● Directions for this task: All of the entries must be duplicated exactly.
===== Data to examine
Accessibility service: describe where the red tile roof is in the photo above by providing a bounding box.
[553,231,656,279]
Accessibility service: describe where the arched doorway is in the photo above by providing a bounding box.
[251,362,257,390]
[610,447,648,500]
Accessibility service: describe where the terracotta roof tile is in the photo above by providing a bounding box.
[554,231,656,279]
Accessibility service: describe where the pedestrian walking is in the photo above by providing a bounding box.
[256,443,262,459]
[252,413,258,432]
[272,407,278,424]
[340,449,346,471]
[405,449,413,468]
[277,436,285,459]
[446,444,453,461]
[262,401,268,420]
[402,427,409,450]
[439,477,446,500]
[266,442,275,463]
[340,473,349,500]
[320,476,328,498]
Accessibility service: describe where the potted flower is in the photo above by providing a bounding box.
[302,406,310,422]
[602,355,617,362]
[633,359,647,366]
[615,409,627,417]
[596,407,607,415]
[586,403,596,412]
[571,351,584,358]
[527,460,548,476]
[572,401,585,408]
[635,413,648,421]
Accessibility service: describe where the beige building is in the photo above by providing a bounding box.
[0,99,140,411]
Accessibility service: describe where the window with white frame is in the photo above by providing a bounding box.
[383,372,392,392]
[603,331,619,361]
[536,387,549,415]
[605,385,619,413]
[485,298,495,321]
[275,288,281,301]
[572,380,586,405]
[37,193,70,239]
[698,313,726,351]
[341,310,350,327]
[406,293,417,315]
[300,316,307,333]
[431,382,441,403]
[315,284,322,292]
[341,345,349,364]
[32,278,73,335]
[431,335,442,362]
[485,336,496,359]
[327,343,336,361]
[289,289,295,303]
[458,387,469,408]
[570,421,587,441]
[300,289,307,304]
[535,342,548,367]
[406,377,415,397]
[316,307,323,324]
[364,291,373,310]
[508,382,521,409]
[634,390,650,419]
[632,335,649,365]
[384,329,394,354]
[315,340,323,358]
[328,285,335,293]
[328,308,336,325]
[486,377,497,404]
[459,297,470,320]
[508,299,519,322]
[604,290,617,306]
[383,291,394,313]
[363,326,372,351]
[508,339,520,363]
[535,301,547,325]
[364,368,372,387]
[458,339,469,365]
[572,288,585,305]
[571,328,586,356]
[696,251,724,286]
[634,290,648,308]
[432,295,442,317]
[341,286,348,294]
==========
● Answer to the problem:
Accessibility service: describe where the red tile roof is in the photo above by providing a bounding box.
[553,231,656,279]
Accessibility service: describe where the arched doorway is in the photo above by providing a bounding box.
[251,362,257,390]
[610,447,648,500]
Accessibility service: describe where the terracotta roof tile is in the photo above by providing a bounding box.
[554,231,656,279]
Accessibility service: describe where the pedestrian walking is in the photo above by providing a bounding box.
[256,443,262,459]
[252,413,258,432]
[272,407,278,424]
[340,449,346,471]
[405,449,413,468]
[277,436,285,459]
[446,444,453,461]
[262,401,268,420]
[402,427,409,450]
[439,477,446,500]
[266,442,275,463]
[340,473,349,500]
[320,476,328,498]
Accessibility service: describe where the potted flower is in the photo above by providing a bounding box.
[302,406,310,422]
[602,355,617,362]
[633,359,647,366]
[615,409,627,417]
[596,407,607,415]
[586,403,596,412]
[571,351,584,358]
[527,460,548,476]
[572,401,585,408]
[635,413,648,421]
Accessibility service: describe where the beige building is in the photo above by providing a bounding box.
[0,99,140,411]
Accessibility service: describe where the window with white frame is in the photo above by providing a bounding box.
[383,372,392,392]
[603,331,619,361]
[536,387,549,415]
[605,385,619,413]
[485,298,495,321]
[275,288,281,301]
[572,380,586,405]
[37,193,70,239]
[698,313,726,351]
[341,310,350,327]
[406,293,417,315]
[300,316,307,333]
[431,382,441,403]
[315,284,322,292]
[341,345,349,364]
[32,278,73,335]
[431,335,442,362]
[485,336,496,359]
[327,343,336,361]
[289,289,295,303]
[458,387,469,408]
[570,421,587,441]
[300,289,307,304]
[535,342,548,367]
[406,377,415,397]
[316,307,323,324]
[364,291,373,310]
[508,382,521,409]
[634,390,650,419]
[632,335,649,365]
[384,329,394,354]
[315,340,323,358]
[328,285,335,293]
[328,308,336,325]
[486,377,497,404]
[459,297,470,320]
[508,299,519,322]
[604,290,617,306]
[383,291,394,313]
[363,326,372,351]
[508,339,520,363]
[535,301,547,325]
[364,368,372,387]
[458,339,469,365]
[572,288,585,305]
[571,328,586,356]
[696,251,724,286]
[634,290,648,308]
[432,295,442,317]
[341,286,348,294]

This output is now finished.